━━━━━ INFORMATION SUPPLIED ━━━━━

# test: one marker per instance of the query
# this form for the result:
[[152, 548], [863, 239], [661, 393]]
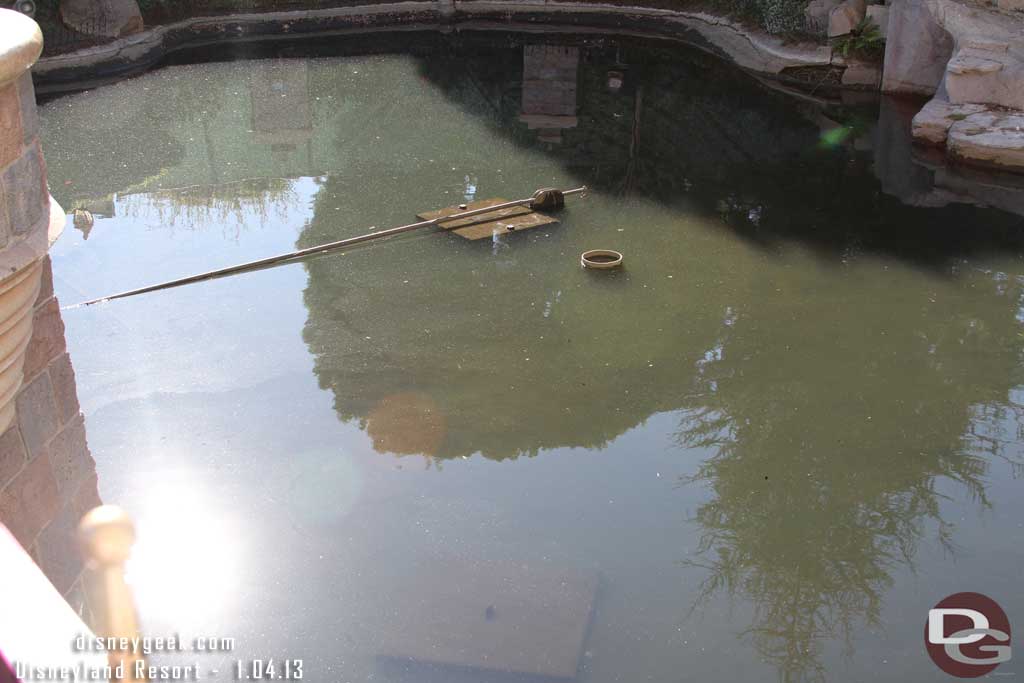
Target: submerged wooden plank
[[485, 225], [510, 619]]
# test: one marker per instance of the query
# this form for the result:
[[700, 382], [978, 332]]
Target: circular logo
[[968, 635]]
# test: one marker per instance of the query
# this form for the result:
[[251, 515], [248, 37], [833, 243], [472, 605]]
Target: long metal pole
[[320, 249]]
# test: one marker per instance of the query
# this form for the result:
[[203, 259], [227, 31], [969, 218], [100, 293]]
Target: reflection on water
[[784, 430]]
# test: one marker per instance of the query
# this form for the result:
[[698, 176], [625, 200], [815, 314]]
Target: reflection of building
[[281, 115], [549, 89]]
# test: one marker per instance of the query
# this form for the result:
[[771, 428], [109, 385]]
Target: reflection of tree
[[827, 458], [200, 207]]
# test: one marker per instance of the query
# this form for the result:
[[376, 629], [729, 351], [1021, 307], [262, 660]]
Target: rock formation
[[971, 58]]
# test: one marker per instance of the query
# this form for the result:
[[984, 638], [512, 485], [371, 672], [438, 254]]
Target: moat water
[[783, 431]]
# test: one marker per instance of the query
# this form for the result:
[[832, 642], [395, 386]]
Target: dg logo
[[968, 635]]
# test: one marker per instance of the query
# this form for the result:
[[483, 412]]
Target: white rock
[[846, 16], [816, 14], [989, 138], [916, 49], [931, 125], [987, 77]]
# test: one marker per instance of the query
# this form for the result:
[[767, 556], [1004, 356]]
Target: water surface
[[788, 426]]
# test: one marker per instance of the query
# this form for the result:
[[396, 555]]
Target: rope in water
[[546, 199]]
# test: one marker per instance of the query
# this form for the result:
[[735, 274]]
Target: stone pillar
[[47, 475]]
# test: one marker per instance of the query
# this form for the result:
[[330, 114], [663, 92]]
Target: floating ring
[[600, 259]]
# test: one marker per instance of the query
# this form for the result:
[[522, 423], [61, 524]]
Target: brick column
[[47, 475]]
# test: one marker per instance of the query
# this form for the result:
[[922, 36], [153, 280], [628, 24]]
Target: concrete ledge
[[20, 43], [750, 49]]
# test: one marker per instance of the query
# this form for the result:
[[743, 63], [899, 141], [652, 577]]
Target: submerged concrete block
[[932, 124]]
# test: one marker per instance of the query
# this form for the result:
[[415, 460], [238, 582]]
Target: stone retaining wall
[[750, 48], [47, 475]]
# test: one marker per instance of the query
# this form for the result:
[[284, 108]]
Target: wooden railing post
[[107, 535]]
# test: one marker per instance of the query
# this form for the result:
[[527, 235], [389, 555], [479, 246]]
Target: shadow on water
[[830, 415], [775, 169]]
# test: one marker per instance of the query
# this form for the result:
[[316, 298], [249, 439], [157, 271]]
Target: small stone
[[12, 456], [10, 125], [30, 502], [24, 184], [37, 414], [931, 125], [57, 550], [111, 18], [71, 459], [27, 99], [989, 138], [47, 339], [62, 378]]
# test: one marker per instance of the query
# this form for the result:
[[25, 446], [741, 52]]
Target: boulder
[[845, 16], [109, 18], [816, 15], [880, 15], [916, 49], [987, 74], [989, 138], [932, 124]]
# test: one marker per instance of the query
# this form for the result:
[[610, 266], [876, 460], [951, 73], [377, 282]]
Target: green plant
[[865, 41]]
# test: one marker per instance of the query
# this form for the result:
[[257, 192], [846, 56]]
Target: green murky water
[[788, 426]]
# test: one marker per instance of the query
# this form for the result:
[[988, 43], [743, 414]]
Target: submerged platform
[[510, 219], [501, 617]]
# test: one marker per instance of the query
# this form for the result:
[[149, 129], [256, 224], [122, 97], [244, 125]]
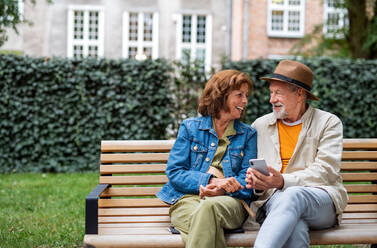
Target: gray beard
[[280, 115]]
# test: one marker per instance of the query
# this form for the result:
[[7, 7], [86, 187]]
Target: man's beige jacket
[[315, 161]]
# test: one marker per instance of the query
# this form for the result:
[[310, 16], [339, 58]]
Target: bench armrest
[[91, 209]]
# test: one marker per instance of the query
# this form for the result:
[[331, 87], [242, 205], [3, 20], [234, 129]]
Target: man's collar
[[304, 119]]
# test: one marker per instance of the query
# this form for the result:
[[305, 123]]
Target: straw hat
[[296, 73]]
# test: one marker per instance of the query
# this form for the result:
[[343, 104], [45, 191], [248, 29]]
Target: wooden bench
[[122, 210]]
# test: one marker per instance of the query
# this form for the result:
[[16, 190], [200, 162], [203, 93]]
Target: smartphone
[[260, 165]]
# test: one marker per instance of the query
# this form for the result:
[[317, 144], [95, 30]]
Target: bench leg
[[91, 209]]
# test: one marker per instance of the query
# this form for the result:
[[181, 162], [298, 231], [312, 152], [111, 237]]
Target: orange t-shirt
[[288, 137]]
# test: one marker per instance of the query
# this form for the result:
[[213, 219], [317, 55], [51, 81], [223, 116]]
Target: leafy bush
[[346, 88], [54, 113]]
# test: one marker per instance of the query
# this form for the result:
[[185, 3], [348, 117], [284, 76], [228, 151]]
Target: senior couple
[[211, 187]]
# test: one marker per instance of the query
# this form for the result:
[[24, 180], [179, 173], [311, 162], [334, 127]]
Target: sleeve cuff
[[289, 180], [258, 192]]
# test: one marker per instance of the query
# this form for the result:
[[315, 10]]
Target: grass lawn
[[43, 210], [47, 210]]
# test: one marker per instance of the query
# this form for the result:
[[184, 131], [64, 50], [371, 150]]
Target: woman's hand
[[257, 180], [218, 186], [210, 190]]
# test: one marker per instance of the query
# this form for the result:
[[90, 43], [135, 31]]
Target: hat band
[[291, 80]]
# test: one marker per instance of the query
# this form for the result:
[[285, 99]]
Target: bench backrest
[[136, 171]]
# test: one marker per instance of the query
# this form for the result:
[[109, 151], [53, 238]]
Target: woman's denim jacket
[[192, 154]]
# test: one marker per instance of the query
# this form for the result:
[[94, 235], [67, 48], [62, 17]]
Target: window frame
[[85, 42], [342, 14], [193, 45], [140, 43], [285, 7]]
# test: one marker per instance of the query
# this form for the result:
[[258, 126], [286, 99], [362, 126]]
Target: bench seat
[[122, 210]]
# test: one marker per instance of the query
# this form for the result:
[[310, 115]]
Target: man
[[302, 147]]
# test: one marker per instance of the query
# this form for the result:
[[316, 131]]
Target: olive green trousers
[[202, 221]]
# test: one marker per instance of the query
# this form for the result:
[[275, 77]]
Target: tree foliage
[[356, 39]]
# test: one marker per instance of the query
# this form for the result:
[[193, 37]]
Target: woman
[[208, 163]]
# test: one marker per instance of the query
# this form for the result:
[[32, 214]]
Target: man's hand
[[258, 181]]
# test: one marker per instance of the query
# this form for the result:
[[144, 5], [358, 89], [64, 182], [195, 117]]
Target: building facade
[[140, 29]]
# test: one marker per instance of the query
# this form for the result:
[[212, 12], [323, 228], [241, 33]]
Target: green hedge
[[347, 88], [55, 113]]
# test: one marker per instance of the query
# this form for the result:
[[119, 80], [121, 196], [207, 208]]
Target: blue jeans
[[290, 214]]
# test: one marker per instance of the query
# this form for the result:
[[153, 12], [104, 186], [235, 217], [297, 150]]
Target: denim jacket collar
[[206, 124]]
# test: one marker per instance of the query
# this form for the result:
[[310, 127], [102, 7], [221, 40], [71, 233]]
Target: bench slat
[[134, 180], [358, 208], [356, 177], [132, 168], [360, 143], [359, 216], [136, 145], [128, 225], [351, 166], [131, 203], [130, 191], [137, 219], [134, 157], [362, 199], [134, 231], [359, 155], [133, 211], [361, 188]]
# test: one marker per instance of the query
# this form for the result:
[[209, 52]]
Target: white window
[[21, 9], [140, 35], [194, 37], [286, 18], [334, 17], [85, 31]]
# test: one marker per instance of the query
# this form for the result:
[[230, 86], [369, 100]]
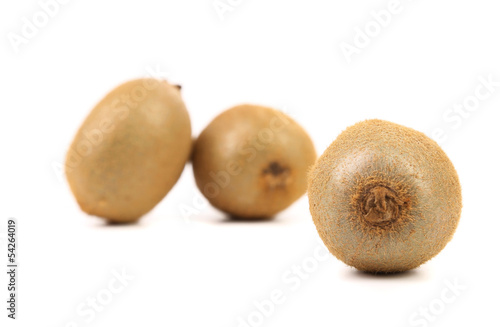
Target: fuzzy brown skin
[[384, 197], [252, 161], [146, 141]]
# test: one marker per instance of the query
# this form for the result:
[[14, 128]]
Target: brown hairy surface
[[384, 197]]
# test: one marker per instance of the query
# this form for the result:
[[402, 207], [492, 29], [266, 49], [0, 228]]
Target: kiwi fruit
[[252, 161], [384, 198], [130, 150]]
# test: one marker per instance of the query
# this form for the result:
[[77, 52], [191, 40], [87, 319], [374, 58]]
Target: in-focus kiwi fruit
[[130, 150], [252, 161], [384, 197]]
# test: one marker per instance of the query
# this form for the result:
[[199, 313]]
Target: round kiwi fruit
[[130, 151], [252, 161], [384, 197]]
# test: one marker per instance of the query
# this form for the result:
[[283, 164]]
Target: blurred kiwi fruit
[[251, 161], [130, 150]]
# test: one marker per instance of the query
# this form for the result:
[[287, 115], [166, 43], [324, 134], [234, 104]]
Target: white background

━━━━━

* INSTRUCTIONS TO FOLLOW:
Repeat the listing word for word, starting at its first line and ending at the line that contains "[[320, 249]]", including both of those lines. Leave the pictures out.

* WRITTEN ANSWER:
# test: one marker per instance of the query
# this form for the result:
[[152, 548], [863, 239], [661, 393]]
Target: submerged wooden plank
[[485, 225], [510, 619]]
# test: one marker per instance of the query
# this form for the result:
[[700, 382], [978, 332]]
Target: circular logo
[[968, 635]]
# test: one marker per instance of the query
# this form for the result:
[[251, 515], [248, 37], [833, 243], [472, 605]]
Target: long metal pole
[[320, 249]]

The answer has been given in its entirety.